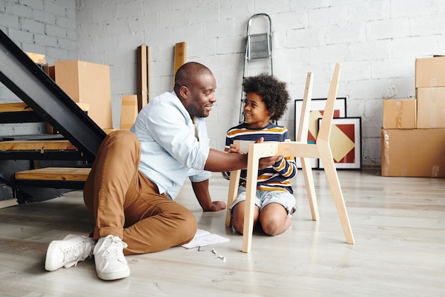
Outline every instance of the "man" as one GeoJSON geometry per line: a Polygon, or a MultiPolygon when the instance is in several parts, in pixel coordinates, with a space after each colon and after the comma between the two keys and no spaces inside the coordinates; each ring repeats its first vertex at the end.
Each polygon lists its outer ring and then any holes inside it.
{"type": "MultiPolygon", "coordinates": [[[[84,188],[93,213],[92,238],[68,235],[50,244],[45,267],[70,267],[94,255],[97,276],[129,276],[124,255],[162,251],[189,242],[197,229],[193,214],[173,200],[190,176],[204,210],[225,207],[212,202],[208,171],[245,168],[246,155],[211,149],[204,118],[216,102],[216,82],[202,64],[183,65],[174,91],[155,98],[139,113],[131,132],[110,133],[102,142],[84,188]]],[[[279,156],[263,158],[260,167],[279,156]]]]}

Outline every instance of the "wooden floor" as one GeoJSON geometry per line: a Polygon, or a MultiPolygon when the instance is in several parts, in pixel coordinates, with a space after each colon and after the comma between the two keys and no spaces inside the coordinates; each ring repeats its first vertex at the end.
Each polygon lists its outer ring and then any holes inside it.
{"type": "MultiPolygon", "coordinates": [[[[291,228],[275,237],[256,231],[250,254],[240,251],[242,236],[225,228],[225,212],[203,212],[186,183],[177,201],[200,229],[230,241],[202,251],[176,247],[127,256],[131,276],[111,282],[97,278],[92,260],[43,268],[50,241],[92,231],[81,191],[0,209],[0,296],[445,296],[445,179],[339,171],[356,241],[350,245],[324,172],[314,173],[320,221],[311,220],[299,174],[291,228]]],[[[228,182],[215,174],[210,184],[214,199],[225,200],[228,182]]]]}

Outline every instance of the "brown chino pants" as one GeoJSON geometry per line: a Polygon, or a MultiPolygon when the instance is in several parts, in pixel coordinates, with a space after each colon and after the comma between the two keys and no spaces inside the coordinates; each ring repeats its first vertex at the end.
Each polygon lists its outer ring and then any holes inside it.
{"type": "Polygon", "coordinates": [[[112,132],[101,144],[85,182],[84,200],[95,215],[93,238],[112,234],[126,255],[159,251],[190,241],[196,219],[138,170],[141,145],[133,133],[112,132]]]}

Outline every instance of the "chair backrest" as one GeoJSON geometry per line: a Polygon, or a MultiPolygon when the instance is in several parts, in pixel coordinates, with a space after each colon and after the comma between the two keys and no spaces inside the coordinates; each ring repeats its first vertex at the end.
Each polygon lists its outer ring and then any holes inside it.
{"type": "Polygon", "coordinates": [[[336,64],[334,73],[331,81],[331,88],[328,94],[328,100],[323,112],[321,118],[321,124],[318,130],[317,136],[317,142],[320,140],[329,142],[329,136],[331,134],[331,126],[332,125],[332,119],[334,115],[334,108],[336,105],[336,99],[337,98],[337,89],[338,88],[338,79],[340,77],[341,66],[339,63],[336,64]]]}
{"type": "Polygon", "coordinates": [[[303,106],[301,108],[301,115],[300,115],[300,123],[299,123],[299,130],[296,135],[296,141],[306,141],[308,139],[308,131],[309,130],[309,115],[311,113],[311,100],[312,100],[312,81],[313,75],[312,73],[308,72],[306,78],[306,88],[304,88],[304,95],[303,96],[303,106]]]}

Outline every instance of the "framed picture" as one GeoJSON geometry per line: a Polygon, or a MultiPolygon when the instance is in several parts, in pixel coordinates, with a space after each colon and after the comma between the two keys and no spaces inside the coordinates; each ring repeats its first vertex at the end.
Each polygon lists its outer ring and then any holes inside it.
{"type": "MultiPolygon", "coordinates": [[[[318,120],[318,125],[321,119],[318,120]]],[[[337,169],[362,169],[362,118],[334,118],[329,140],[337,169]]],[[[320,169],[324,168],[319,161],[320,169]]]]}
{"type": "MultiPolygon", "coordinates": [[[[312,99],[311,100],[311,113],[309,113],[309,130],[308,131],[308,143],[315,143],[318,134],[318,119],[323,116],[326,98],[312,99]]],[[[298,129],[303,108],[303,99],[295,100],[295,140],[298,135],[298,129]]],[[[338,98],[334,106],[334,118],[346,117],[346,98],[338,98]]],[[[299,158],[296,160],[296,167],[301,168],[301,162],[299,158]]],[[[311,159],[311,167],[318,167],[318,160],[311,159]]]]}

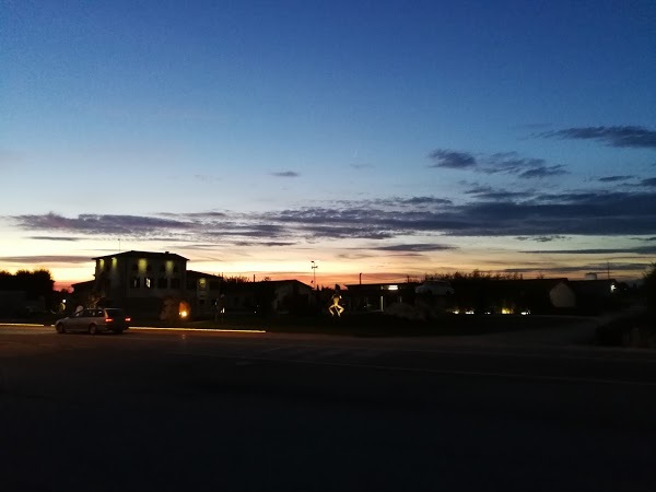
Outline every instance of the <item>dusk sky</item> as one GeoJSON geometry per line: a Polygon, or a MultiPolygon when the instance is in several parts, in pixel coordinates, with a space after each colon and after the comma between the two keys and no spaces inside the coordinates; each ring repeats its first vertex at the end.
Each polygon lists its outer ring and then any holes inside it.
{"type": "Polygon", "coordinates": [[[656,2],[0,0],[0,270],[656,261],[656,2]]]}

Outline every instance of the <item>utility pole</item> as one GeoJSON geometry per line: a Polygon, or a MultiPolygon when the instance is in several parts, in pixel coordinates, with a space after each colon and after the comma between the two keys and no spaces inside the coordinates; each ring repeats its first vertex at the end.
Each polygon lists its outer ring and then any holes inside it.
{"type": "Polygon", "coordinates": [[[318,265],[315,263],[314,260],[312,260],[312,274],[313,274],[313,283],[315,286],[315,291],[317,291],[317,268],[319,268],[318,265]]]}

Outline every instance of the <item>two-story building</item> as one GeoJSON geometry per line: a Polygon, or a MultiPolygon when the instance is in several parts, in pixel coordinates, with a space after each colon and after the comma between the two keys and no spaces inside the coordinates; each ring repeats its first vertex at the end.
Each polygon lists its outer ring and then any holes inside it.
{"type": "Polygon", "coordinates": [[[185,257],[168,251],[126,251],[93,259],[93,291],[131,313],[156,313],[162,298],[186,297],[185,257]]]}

──────────────────────────────

▸ **Directions**:
Rewrite the listing above with "Outline" swapped for "Trace" everywhere and nothing else changed. Leave the pictures out.

▸ **Answer to this exercise**:
Trace every instance of the "man" as one GeoJSON geometry per line: a Polygon, or a MultiPolygon when the instance is in several parts, in pixel coordinates, with a space after each colon and after the comma between the two keys and no spaces inside the coordinates; each ring repeats its first vertex at the end.
Each polygon lists its outer ring and then any holes inside it.
{"type": "MultiPolygon", "coordinates": [[[[84,188],[93,213],[92,238],[68,235],[50,244],[45,267],[70,267],[94,255],[97,276],[129,276],[124,255],[162,251],[189,242],[197,229],[193,214],[173,200],[190,176],[204,210],[225,207],[212,202],[208,171],[245,168],[246,155],[211,149],[204,118],[216,102],[216,82],[202,64],[183,65],[174,91],[155,98],[139,113],[131,132],[110,133],[102,142],[84,188]]],[[[279,156],[263,158],[260,167],[279,156]]]]}

Trace every instance of the "wooden floor" as one GeoJSON geometry per line: a Polygon, or a MultiPolygon when the instance is in several parts, in pixel coordinates, with a space after each colon and after the comma between the two keys and no spaces inside the coordinates; each ring repeats its first vertex at the end.
Each polygon lists its outer ring and then any holes inside it.
{"type": "MultiPolygon", "coordinates": [[[[291,228],[275,237],[256,231],[250,254],[240,251],[242,236],[225,228],[225,212],[203,212],[186,183],[177,201],[200,229],[230,241],[202,251],[176,247],[127,256],[131,276],[111,282],[97,278],[92,260],[43,268],[50,241],[92,231],[81,191],[0,209],[0,296],[445,296],[445,179],[339,171],[356,241],[350,245],[324,172],[314,173],[320,221],[311,220],[299,174],[291,228]]],[[[228,182],[215,174],[210,184],[214,199],[225,200],[228,182]]]]}

Trace every instance of the "brown chino pants" as one GeoJSON geometry per line: a Polygon, or a MultiPolygon when the instance is in several parts, in pixel coordinates, with a space after each colon and after the comma between the two keys and no spaces inside the coordinates; each ring repeats its first vertex at the end.
Each polygon lists its outer ring and then any holes inside it.
{"type": "Polygon", "coordinates": [[[112,132],[101,144],[85,182],[84,200],[95,215],[93,238],[112,234],[126,255],[159,251],[190,241],[196,219],[138,170],[141,145],[133,133],[112,132]]]}

Trace every instance of the "chair backrest" as one GeoJSON geometry per line: a Polygon, or a MultiPolygon when the instance is in several parts, in pixel coordinates, with a space after each colon and after the comma between the two keys and no spaces inside the coordinates; each ring repeats its first vertex at the end.
Each polygon lists its outer ring and then any holes inside it.
{"type": "Polygon", "coordinates": [[[336,64],[334,73],[331,81],[331,88],[328,94],[328,100],[323,112],[321,118],[321,124],[318,130],[317,136],[317,142],[320,140],[329,142],[329,136],[331,134],[331,126],[332,125],[332,119],[334,115],[334,108],[336,105],[336,99],[337,98],[337,89],[338,88],[338,79],[340,77],[341,66],[339,63],[336,64]]]}
{"type": "Polygon", "coordinates": [[[303,106],[301,108],[301,115],[300,115],[300,123],[299,123],[299,130],[296,135],[296,141],[306,141],[308,139],[308,131],[309,130],[309,115],[311,113],[311,100],[312,100],[312,81],[313,75],[312,73],[308,72],[306,78],[306,88],[304,88],[304,95],[303,96],[303,106]]]}

Trace every instance of the "framed picture" as one GeoJSON geometry per line: a Polygon, or a MultiPolygon when the instance is in several parts, in pixel coordinates, with a space after each colon and after the comma between the two keys and no spaces inside the coordinates; each ring repeats its first vertex at the end.
Each polygon lists its outer ring and then any holes inside it.
{"type": "MultiPolygon", "coordinates": [[[[318,120],[318,125],[321,119],[318,120]]],[[[337,169],[362,169],[362,118],[334,118],[329,140],[337,169]]],[[[320,169],[324,168],[319,161],[320,169]]]]}
{"type": "MultiPolygon", "coordinates": [[[[312,99],[311,100],[311,113],[309,113],[309,130],[308,131],[308,143],[315,143],[318,134],[318,119],[323,116],[326,98],[312,99]]],[[[298,129],[303,108],[303,99],[295,100],[295,140],[298,135],[298,129]]],[[[338,98],[334,106],[334,118],[346,117],[346,98],[338,98]]],[[[299,158],[296,160],[296,167],[301,168],[301,162],[299,158]]],[[[311,159],[311,167],[318,167],[318,160],[311,159]]]]}

Trace every instance of the <item>dusk sky</item> as one GeoJSON geometry per line: a Polygon, or a MultiPolygon when the instance is in several parts, in pixel coordinates, with a space after each colon and after the comma between the two keys and no spaces inside the coordinates; each ring repeats its first vertex at the end.
Each polygon lists its outer ring and then any holes inside it.
{"type": "Polygon", "coordinates": [[[656,2],[0,0],[0,270],[656,261],[656,2]]]}

Trace every instance of the <item>utility pole</item> as one GeoJSON geometry per line: a Polygon, or a MultiPolygon when the instance is in several parts, in pixel coordinates, with a space after each colon and after the comma between the two keys and no spaces inside the coordinates; each ring repeats its first vertex at the end.
Each polygon lists its outer ring and then any holes inside it.
{"type": "Polygon", "coordinates": [[[318,265],[315,263],[314,260],[312,260],[312,274],[313,274],[313,283],[315,286],[315,291],[317,291],[317,268],[319,268],[318,265]]]}

Trace every instance of the <item>two-story building</item> as one GeoJSON geometry per line: a Polygon, or a MultiPolygon when the instance is in several parts, in pixel coordinates, with a space after each colon and after the comma between the two keys and no spaces inside the coordinates; each ring repeats its first vertex at the end.
Each polygon lists its outer ring and then any holes inside it.
{"type": "Polygon", "coordinates": [[[185,257],[168,251],[126,251],[93,259],[93,291],[131,313],[156,313],[162,298],[186,297],[185,257]]]}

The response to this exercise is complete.